◆ **OBJECTIVE**: Locate "Annotate each instance of the red" in the listing below, then output the line holding it and every line after it, exactly and with nothing else.

Records excerpted from a collection:
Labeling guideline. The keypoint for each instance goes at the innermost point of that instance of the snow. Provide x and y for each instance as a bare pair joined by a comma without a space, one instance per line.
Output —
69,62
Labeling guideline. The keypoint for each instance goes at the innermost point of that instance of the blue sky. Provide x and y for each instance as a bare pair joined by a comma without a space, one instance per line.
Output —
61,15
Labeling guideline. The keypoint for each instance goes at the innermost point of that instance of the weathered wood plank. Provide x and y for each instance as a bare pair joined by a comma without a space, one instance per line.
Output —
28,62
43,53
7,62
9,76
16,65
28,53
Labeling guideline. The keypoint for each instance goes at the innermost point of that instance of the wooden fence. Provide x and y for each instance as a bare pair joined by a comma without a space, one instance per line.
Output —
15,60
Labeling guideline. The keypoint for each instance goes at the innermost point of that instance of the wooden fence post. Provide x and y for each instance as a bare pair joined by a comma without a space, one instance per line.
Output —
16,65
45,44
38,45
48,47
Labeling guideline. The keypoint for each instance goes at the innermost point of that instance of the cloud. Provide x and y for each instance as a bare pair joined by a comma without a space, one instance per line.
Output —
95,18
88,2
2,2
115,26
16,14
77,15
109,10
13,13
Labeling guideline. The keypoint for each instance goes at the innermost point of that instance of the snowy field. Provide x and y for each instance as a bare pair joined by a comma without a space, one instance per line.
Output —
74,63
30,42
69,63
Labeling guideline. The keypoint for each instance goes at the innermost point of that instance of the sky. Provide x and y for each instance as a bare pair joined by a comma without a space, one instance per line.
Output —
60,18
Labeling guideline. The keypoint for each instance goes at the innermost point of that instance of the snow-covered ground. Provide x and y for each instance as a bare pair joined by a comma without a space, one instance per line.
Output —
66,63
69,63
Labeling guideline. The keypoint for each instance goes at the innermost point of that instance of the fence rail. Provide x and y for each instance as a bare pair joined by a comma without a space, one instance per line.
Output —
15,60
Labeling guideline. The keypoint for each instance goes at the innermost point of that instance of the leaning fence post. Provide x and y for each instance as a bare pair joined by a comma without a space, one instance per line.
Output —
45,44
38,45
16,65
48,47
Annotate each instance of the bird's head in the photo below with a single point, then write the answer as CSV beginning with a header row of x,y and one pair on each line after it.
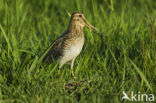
x,y
78,21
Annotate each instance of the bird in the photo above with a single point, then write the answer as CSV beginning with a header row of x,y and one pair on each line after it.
x,y
69,45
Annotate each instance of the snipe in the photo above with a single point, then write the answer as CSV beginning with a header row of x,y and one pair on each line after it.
x,y
69,45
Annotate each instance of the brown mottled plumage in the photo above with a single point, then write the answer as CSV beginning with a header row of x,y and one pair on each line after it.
x,y
69,45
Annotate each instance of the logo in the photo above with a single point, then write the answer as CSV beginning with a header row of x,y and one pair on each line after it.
x,y
138,97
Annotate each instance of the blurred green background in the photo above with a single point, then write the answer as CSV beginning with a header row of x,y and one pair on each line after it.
x,y
122,58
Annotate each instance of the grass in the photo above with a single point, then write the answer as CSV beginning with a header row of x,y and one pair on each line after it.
x,y
122,58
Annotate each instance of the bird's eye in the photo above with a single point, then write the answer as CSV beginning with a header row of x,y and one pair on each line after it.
x,y
80,15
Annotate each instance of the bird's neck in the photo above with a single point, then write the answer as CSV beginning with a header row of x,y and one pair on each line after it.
x,y
75,28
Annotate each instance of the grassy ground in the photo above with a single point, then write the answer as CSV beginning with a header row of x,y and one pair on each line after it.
x,y
122,58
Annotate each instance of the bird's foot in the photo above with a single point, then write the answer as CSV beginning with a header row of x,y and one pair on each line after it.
x,y
73,74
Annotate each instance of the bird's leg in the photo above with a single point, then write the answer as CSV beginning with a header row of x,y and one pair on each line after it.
x,y
72,63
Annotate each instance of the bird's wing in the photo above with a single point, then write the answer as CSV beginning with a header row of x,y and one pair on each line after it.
x,y
56,50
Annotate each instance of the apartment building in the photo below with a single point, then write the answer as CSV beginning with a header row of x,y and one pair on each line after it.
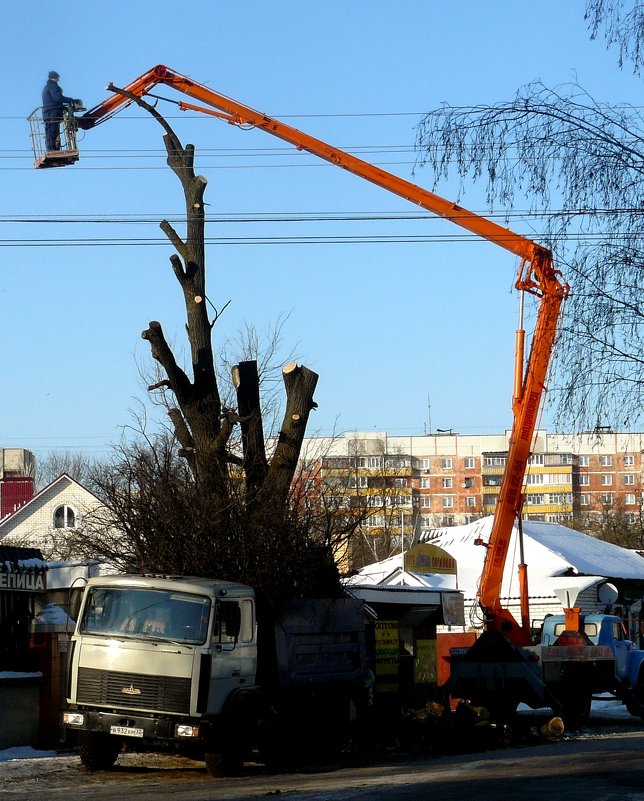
x,y
404,485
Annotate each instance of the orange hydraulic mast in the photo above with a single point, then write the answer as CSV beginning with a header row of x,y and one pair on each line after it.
x,y
536,275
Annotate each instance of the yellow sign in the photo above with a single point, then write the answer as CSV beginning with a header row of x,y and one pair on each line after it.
x,y
425,558
425,662
387,655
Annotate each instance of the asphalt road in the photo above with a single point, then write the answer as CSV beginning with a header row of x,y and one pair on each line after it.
x,y
606,766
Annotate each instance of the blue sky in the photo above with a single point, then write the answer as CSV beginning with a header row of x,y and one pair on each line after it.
x,y
386,325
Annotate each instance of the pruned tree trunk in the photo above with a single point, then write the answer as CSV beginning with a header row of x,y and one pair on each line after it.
x,y
300,383
203,427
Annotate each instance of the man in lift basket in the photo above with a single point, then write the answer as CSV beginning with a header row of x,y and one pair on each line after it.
x,y
53,103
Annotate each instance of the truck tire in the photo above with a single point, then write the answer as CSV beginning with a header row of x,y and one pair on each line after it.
x,y
634,702
224,763
576,704
98,751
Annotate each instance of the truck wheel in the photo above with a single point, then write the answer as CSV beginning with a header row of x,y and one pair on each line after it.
x,y
225,763
98,751
635,704
576,704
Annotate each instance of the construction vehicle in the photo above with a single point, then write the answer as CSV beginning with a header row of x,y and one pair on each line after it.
x,y
213,670
501,668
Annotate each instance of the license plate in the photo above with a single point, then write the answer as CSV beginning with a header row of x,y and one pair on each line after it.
x,y
126,731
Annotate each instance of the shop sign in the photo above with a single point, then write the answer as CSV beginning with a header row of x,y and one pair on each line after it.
x,y
426,558
23,582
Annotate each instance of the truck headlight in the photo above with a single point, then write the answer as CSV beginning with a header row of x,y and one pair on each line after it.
x,y
73,718
185,730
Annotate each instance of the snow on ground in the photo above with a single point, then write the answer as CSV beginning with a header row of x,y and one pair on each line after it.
x,y
26,752
607,709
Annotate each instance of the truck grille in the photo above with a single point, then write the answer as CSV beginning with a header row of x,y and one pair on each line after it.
x,y
133,691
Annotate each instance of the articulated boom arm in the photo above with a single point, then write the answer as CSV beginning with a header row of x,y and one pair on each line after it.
x,y
536,276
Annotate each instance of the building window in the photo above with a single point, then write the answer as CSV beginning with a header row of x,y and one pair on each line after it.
x,y
64,517
534,499
560,498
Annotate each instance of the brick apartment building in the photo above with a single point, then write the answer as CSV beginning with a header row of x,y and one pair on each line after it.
x,y
410,484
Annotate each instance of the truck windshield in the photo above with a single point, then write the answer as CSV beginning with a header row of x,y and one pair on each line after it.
x,y
146,613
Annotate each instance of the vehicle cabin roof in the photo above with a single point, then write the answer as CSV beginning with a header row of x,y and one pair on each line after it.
x,y
208,586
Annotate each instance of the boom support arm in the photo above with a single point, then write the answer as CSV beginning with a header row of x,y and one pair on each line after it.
x,y
536,275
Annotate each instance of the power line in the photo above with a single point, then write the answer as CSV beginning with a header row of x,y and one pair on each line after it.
x,y
301,217
287,240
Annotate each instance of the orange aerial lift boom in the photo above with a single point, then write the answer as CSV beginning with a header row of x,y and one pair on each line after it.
x,y
537,276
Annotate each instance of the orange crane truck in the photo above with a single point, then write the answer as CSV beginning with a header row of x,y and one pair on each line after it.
x,y
503,668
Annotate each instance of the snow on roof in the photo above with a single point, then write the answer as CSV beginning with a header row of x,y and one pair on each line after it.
x,y
550,550
556,556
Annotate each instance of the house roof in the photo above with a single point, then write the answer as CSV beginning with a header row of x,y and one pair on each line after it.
x,y
63,481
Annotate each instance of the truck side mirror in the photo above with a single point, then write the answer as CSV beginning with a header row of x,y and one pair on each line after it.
x,y
230,618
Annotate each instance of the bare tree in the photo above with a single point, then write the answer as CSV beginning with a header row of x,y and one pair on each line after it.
x,y
579,163
196,498
622,26
77,464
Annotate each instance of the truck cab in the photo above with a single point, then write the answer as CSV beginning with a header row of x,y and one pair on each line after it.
x,y
157,658
601,631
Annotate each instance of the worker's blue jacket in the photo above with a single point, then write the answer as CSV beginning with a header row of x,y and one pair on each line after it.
x,y
53,101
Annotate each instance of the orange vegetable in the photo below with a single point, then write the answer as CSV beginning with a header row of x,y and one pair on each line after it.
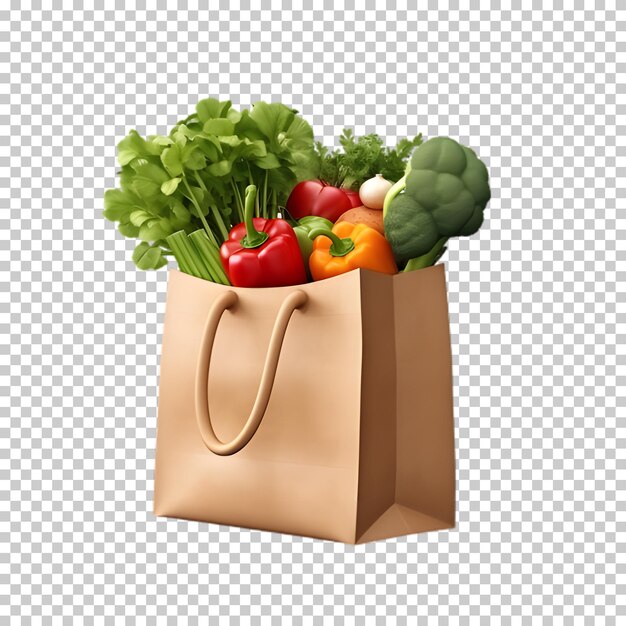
x,y
362,215
348,247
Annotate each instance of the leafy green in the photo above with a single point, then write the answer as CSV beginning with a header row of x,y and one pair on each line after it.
x,y
362,158
196,175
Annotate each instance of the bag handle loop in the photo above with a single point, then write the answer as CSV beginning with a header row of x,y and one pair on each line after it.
x,y
225,301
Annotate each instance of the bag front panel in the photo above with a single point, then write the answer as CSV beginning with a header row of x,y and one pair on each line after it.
x,y
299,472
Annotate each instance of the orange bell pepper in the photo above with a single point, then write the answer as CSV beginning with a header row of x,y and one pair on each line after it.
x,y
348,247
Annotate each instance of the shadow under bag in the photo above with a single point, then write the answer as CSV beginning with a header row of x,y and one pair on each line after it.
x,y
323,409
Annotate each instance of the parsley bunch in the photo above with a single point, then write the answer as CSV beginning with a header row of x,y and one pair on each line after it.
x,y
362,158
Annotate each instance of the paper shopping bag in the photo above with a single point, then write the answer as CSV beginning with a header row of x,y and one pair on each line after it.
x,y
322,409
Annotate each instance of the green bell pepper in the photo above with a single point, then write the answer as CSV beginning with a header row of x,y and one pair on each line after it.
x,y
302,228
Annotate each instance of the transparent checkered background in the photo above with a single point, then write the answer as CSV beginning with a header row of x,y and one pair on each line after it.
x,y
533,311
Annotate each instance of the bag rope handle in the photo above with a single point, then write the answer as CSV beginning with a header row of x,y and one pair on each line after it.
x,y
225,301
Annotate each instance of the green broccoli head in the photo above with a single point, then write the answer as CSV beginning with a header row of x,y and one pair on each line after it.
x,y
446,191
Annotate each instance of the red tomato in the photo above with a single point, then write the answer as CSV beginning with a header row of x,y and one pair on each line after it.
x,y
315,197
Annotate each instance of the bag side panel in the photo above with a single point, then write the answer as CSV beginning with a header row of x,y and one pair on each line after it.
x,y
377,454
425,419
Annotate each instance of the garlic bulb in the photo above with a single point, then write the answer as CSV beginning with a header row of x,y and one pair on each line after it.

◆ **PROBLEM SOLUTION**:
Annotate each instance of the red tomato in the photo above with a single point, then write the answer as CSV beginning with a header row of x,y and one pair on each line after it.
x,y
315,197
Annotate each instance of the bag side panel in the photo above with a single point, then write the answer as CSV beginning with a header row of x,y and one pair on each line after it.
x,y
377,454
425,419
Annotate each instance of the garlic bulb in the photo above with a single point, then write the answer as CSV beginning with a header row of x,y and one pair on each line after it.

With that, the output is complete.